◆ Reading passage:
The Nobel Prize is specific from other rewards in how its capital value overflows to non-scientific institutions, especially in the process of counting and claiming Nobel laureates. The Nobel Prize has been used as an indicator for the scientific standing of nations and organizations; academic institutions, with which the prize-winners have been affiliated in any way, lay claim to laureates and use the cultural capital associated with the Nobel Prize to enhance their own status. The awarding of the Nobel Prize also makes the laureate a popular candidate for a slew of other awards, so much so that “the number of awards Nobelists receive is largely a function of the length of time they survive their prizes.” (Zuckerman 1977:237) The cultural capital allows scientists to take privileged positions in non-scientific fields. As a case in point, Linus Pauling, the chemistry laureate for 1954, became a peace laureate in 1962 for his efforts against H-bomb testing. This illustrates the interconvertibility of capital, in agreement with Bourdieu’s theory.

The Nobel Prize and modernity

The Nobel Prize is an antiquated award, both in its rituals, and how it is designed to promote individual glory. Yet, the persistence of the Prize as a primary indicator of scientific excellence, as discussed previously, seems to suggest that it is relevant, if not central, to the modern scientific field. Borrowing from all three models of science, we will see how the Prize, by reinforcing the scientific habitus, drives modernity in science.

The Nobel Prize Reinforces the Scientific Habitus

It is now useful to apply the notion of “habitus” to the scientific field. The scientific habitus allows agents entry into the field and informs their actions therein. Even though agents in the scientific field act with deliberate intentions—that is, to gain capital—the habitus does not refer to the part of the scientist’s consciousness informed by logic and experimental methods; rather, Bourdieu calls it the “craft of the scientist.” (Bourdieu 2004) The scientific habitus is an abstract intuition and skill that allows for the judgement of what is right or wrong, what is good or otherwise. In fact, Polanyi writes that there is no good way to articulate criteria used within the field to evaluate scientific works (1951). In other words, the habitus is a conventional wisdom, a “connoisseurship”, which cannot be put on paper, but which can be learned by example. This habitus can therefore orient the behavior of scientists to conform with Merton’s institutional imperatives.

I would like to argue that by recognizing and rewarding exemplary scientific work, the Nobel Prize plays a major role in shaping and reinforcing the scientific habitus. Importantly, however, since there are no objective criteria to evaluate the worthiness of scientific works, the Nobel Prize relies on the habitus of the dominant agents in the field to make its selections every year. In particular, the committee for selection every year comprises five or six members chosen by the Swedish Academy of Sciences, and the Karolinska Institute. Nominations are sought from an international list of laboratory directors, academics, eminent figures, and all former laureates. These individuals are, for the most part, well-versed in the scientific habitus. Comparisons to the habitus will inform a nominator or a committee member’s evaluative criteria when faced with multiple options for the ideal candidate. The overall decision results in the selection of a laureate, who will then join the ranks of the scientific elite, the exemplars to be emulated by future generations of scientists.

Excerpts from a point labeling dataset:
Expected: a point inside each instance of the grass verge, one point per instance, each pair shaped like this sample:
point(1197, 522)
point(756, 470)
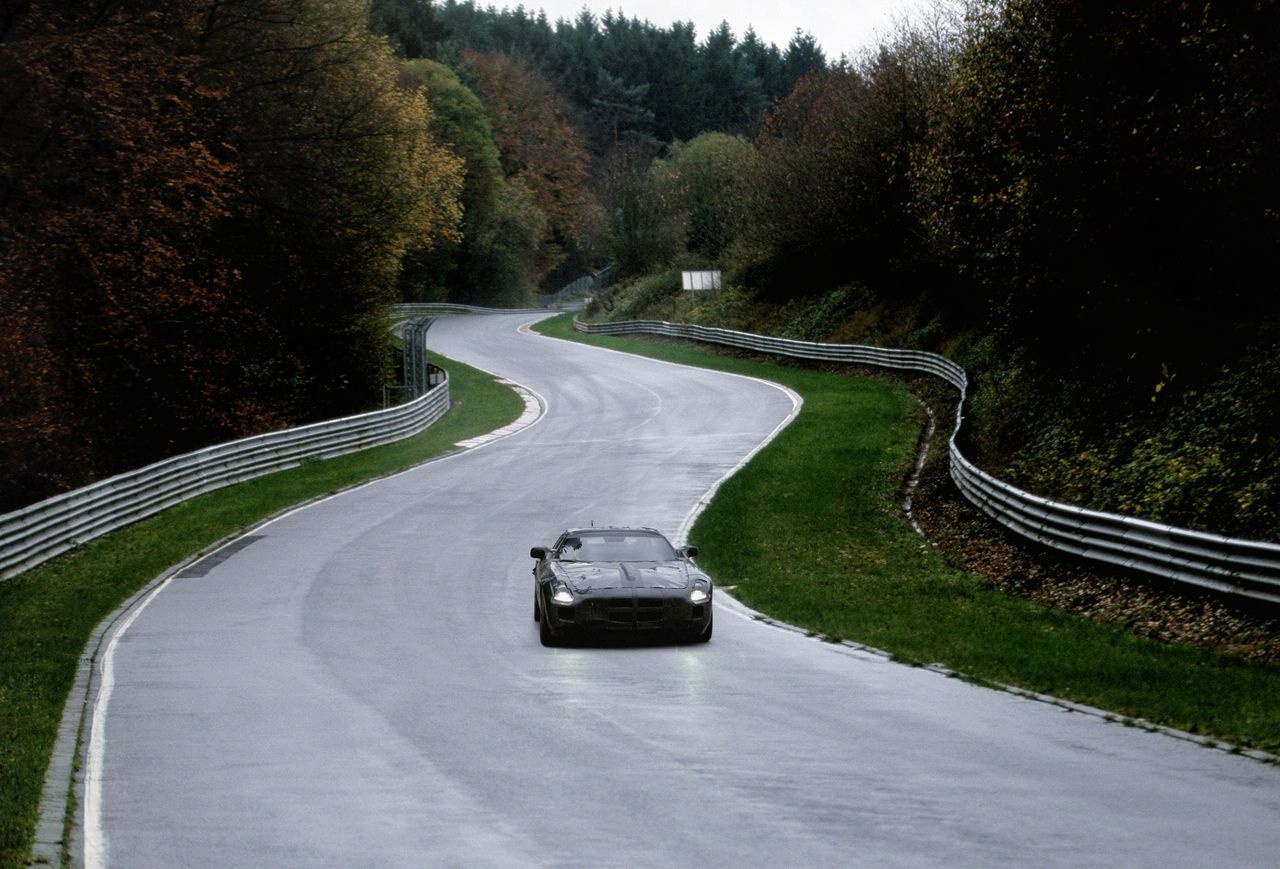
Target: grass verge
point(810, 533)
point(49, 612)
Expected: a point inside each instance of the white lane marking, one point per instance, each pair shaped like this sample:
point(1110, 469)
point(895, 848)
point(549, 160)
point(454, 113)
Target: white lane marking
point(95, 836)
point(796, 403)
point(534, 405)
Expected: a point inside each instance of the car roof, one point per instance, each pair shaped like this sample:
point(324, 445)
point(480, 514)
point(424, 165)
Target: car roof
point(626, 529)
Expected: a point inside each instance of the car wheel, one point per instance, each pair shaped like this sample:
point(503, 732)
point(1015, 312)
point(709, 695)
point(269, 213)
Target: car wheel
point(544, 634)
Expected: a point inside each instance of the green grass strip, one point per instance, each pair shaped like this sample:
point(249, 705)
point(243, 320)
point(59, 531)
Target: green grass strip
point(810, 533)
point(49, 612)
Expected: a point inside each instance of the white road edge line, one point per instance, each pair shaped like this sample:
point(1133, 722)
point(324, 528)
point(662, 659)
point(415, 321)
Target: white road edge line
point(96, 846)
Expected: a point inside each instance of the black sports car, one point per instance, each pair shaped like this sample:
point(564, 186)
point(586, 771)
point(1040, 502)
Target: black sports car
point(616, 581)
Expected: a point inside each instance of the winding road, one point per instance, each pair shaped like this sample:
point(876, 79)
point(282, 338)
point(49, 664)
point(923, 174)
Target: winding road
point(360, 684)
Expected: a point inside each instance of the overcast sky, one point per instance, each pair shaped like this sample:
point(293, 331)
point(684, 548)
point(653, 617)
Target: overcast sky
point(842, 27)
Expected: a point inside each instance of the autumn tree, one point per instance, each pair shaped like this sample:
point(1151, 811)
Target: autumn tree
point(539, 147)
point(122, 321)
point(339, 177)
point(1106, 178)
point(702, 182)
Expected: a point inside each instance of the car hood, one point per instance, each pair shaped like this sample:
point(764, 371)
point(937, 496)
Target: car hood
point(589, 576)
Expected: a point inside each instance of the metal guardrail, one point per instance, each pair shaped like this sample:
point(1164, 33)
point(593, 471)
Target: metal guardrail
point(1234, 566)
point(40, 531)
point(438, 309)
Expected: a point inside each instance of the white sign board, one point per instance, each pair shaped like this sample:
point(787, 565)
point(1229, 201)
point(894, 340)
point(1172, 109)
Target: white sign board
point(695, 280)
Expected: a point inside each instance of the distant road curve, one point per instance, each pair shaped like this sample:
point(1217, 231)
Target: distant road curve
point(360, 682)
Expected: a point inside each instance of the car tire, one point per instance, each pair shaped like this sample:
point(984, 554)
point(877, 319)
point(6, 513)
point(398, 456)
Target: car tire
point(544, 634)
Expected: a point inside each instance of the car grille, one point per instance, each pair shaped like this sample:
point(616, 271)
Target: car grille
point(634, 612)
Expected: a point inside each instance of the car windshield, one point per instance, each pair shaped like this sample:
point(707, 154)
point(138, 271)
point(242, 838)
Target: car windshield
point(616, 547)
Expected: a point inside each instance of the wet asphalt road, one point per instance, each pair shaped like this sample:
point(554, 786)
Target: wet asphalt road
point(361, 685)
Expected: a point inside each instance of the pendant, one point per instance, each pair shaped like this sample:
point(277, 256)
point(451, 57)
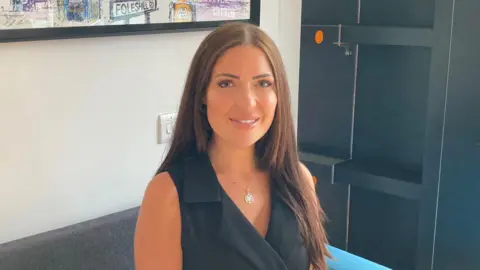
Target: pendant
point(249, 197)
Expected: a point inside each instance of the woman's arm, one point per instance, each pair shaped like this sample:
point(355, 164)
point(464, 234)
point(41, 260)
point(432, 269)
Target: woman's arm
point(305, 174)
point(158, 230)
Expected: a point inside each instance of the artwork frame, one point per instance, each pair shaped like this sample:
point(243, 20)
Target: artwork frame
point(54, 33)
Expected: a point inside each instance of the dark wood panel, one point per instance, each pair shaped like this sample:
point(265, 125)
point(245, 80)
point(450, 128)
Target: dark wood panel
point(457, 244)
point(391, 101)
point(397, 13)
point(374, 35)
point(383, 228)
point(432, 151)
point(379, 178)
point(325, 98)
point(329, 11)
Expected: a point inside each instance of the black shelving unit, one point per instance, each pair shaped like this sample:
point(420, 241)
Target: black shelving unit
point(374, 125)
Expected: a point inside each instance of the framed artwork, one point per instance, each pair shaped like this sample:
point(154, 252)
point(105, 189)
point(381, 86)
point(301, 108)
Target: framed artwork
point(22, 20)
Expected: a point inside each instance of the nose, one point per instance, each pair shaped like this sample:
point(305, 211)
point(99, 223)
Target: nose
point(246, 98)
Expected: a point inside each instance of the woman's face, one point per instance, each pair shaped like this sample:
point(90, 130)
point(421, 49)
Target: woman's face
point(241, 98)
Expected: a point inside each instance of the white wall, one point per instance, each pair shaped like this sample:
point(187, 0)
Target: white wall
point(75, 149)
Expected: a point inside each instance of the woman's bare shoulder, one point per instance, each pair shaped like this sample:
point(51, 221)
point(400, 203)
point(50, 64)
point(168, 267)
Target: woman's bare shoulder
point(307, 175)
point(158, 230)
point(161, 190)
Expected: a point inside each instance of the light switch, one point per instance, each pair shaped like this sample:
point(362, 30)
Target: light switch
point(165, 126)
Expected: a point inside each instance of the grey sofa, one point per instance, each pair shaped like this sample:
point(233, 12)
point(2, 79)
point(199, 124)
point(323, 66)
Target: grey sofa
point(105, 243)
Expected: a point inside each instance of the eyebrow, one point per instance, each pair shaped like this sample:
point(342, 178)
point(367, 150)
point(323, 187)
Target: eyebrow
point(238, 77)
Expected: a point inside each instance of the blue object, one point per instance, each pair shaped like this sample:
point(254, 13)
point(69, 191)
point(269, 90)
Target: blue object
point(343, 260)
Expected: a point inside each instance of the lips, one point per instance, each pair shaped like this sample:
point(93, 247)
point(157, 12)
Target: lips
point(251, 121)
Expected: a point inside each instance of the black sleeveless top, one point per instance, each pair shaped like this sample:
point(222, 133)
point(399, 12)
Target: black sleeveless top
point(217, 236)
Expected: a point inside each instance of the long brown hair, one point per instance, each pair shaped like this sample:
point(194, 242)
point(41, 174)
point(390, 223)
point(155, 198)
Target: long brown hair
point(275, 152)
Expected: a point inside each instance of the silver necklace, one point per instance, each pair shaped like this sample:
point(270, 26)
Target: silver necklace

◆ Required tasks:
1. Retype the passage on the Nobel Prize from "The Nobel Prize and" to "modernity in science.".
2. In the passage on the Nobel Prize, which two bodies choose the members of the yearly selection committee?
The data has no connection to the passage on the Nobel Prize.

◆ Responses for each task:
1.
The Nobel Prize and modernity

The Nobel Prize is an antiquated award, both in its rituals, and how it is designed to promote individual glory. Yet, the persistence of the Prize as a primary indicator of scientific excellence, as discussed previously, seems to suggest that it is relevant, if not central, to the modern scientific field. Borrowing from all three models of science, we will see how the Prize, by reinforcing the scientific habitus, drives modernity in science.

2. The Swedish Academy of Sciences and the Karolinska Institute.